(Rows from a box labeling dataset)
───

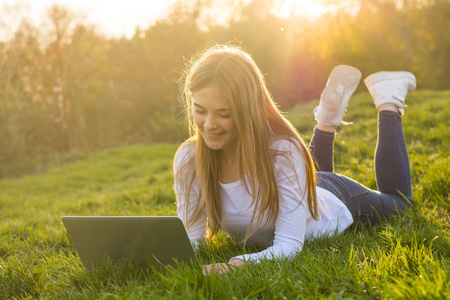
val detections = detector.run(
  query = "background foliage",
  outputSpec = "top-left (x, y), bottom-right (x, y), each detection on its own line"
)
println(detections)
top-left (0, 0), bottom-right (450, 178)
top-left (0, 91), bottom-right (450, 300)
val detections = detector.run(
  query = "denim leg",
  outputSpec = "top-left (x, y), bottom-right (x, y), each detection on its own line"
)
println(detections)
top-left (317, 172), bottom-right (407, 225)
top-left (375, 111), bottom-right (412, 201)
top-left (309, 127), bottom-right (334, 172)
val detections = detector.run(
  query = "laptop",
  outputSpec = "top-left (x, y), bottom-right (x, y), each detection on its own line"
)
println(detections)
top-left (62, 216), bottom-right (199, 270)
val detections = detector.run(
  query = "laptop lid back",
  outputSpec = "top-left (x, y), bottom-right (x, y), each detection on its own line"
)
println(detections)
top-left (62, 216), bottom-right (198, 269)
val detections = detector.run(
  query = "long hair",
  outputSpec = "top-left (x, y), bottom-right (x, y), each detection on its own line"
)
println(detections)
top-left (175, 45), bottom-right (318, 243)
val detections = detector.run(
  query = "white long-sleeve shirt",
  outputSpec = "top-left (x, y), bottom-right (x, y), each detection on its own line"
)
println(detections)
top-left (174, 140), bottom-right (353, 261)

───

• _Task to complete_
Rewrite all the entries above with "detector" switched to "finder" everywhere it occurs, changing nothing else and leaving out the pictures.

• _Exercise response_
val detections = finder.run(
  query = "background foliage",
  outputSpec = "top-left (x, y), bottom-right (x, y), each detection on its own line"
)
println(detections)
top-left (0, 0), bottom-right (450, 178)
top-left (0, 91), bottom-right (450, 300)
val detections = finder.run(
  query = "denim leg",
  outputSpec = "top-left (x, y), bottom-right (x, y), each detection on its own line"
)
println(detections)
top-left (317, 172), bottom-right (407, 225)
top-left (375, 111), bottom-right (412, 201)
top-left (309, 127), bottom-right (334, 172)
val detections = finder.run(
  query = "laptop",
  outputSpec = "top-left (x, y), bottom-right (x, y), each detection on its own line"
)
println(detections)
top-left (62, 216), bottom-right (199, 270)
val detections = finder.run(
  query = "laptop lid back",
  outputSpec = "top-left (x, y), bottom-right (x, y), each detection on its own line"
)
println(detections)
top-left (62, 216), bottom-right (198, 269)
val detections = finder.run(
  query = "long hair",
  outputSpec = "top-left (x, y), bottom-right (x, y), each detection on its own line"
)
println(detections)
top-left (175, 45), bottom-right (318, 243)
val detections = finder.run(
  query = "white long-sleeve shirt",
  outputSpec = "top-left (x, y), bottom-right (x, y), each detection on its own line"
)
println(detections)
top-left (174, 140), bottom-right (353, 261)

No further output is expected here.